Another administrative concern is the issuance of awards. The TSC's currently are looking at how to process component-unique individual awards. Timely recognition of soldiers' outstanding achievements through awards brings about positive results. Awards given months after the fact lose their luster, and the recipient himself is less than pleased. But issuing awards can be a time-consuming process, and paperwork must be funneled to the primary repository to ensure a timely response.
Another personnel concern is that there are data in the reserve component Standard Installation and Division Personnel System (SIDPERS) data base that cannot be transferred to the active component upon mobilization. The current reserve component SIDPERS 2.75 is not applicable to the active component version, SIDPERS 3. This problem has been recognized by the Army's Deputy Chief of Staff for Personnel, and attempts to standardize the process are underway. Recent linkage of reserve component elements to the Regional-Level Application Software, which issues pay, cuts orders, and is responsible for personnel actions, will have a major impact during mobilizations.
TSC organizations have limited equipment, which reduces concerns about what equipment to store and where. The separate locations of TSC units make it logical to keep individual weapons, masks, chemical protection suits, and fly-away computer packages with individual soldiers. TSC's are beginning to visualize and field test EEM and full-up TSC headquarters operations. Critical timing factors require TSC soldiers to mobilize from their assigned locations straight to the area of operations. TSC equipment may be owned by the separate components, but it is integrated at physically separate locations.

*Raw data*.

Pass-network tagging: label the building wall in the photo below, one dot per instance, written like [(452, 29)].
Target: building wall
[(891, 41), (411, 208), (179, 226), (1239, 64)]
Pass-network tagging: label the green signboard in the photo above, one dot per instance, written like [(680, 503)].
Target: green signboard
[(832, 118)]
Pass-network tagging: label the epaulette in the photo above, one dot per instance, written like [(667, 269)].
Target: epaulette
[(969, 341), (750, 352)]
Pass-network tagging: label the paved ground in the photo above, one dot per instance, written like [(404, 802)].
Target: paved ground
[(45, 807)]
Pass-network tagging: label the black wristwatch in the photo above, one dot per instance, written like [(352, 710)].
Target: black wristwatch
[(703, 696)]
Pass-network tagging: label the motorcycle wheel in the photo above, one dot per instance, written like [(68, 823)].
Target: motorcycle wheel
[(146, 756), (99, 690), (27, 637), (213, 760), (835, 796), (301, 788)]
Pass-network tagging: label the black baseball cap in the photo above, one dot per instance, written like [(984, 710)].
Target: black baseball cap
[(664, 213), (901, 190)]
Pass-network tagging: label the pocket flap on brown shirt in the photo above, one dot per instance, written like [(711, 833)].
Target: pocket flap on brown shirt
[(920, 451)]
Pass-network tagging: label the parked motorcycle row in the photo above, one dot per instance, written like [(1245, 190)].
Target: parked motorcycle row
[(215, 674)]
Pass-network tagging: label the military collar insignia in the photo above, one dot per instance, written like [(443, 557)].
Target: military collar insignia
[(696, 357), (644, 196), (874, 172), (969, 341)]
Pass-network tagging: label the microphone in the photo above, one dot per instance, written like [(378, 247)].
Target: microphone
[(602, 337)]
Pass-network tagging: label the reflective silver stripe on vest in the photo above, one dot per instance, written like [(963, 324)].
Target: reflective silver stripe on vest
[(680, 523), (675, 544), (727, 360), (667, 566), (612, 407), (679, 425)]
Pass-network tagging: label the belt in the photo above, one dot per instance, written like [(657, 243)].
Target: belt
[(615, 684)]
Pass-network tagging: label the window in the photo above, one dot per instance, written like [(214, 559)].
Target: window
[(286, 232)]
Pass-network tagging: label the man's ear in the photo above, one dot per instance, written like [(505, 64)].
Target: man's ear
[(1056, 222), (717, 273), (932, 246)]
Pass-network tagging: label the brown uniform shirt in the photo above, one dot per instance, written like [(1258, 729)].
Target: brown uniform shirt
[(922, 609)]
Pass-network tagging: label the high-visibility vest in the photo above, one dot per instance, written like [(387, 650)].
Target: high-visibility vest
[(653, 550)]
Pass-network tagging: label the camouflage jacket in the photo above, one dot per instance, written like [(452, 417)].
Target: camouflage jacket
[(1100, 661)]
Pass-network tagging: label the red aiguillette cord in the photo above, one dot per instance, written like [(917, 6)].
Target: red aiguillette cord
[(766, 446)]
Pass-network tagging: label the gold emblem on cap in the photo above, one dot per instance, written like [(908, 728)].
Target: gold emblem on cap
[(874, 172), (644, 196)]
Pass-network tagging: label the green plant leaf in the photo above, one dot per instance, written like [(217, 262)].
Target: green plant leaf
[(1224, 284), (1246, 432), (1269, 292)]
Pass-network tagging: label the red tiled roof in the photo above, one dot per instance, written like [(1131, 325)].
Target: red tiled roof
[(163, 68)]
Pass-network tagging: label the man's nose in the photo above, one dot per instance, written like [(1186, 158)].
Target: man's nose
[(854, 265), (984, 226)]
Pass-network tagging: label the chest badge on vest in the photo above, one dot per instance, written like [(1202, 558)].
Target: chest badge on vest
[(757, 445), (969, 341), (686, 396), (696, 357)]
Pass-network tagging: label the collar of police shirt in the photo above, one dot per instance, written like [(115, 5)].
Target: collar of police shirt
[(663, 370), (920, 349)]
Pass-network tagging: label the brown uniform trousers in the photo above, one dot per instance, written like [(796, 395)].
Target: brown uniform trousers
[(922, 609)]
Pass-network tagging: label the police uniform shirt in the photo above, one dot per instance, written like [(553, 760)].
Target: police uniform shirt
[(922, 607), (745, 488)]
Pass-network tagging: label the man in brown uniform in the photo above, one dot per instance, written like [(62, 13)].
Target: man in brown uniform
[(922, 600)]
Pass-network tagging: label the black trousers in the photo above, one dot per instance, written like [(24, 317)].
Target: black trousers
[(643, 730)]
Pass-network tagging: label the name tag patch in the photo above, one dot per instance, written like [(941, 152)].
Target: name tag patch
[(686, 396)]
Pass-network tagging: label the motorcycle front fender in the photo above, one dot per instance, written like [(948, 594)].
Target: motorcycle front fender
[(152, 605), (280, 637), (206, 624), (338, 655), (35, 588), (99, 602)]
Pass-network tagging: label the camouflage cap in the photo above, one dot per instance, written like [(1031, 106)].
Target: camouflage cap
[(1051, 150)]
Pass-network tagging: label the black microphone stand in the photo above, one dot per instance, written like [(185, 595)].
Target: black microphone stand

*Work order 1*.
Answer these from the TSC passage:
(a) Which SIDPERS version does the reserve component currently use?
(b) Who has recognized the problem of transferring SIDPERS data to the active component?
(c) Where do critical timing factors require TSC soldiers to mobilize from and to?
*Work order 2*.
Please list every piece of equipment that the TSC passage says should be kept with individual soldiers.
*Work order 3*.
From the TSC passage, quote the text between "TSC organizations have" and "physically separate locations.", inclusive.
The items aren't needed for any of this work.

*Worked solution 1*.
(a) SIDPERS 2.75.
(b) The Army's Deputy Chief of Staff for Personnel.
(c) From their assigned locations straight to the area of operations.

*Worked solution 2*.
- Individual weapons
- Masks
- Chemical protection suits
- Fly-away computer packages

*Worked solution 3*.
TSC organizations have limited equipment, which reduces concerns about what equipment to store and where. The separate locations of TSC units make it logical to keep individual weapons, masks, chemical protection suits, and fly-away computer packages with individual soldiers. TSC's are beginning to visualize and field test EEM and full-up TSC headquarters operations. Critical timing factors require TSC soldiers to mobilize from their assigned locations straight to the area of operations. TSC equipment may be owned by the separate components, but it is integrated at physically separate locations.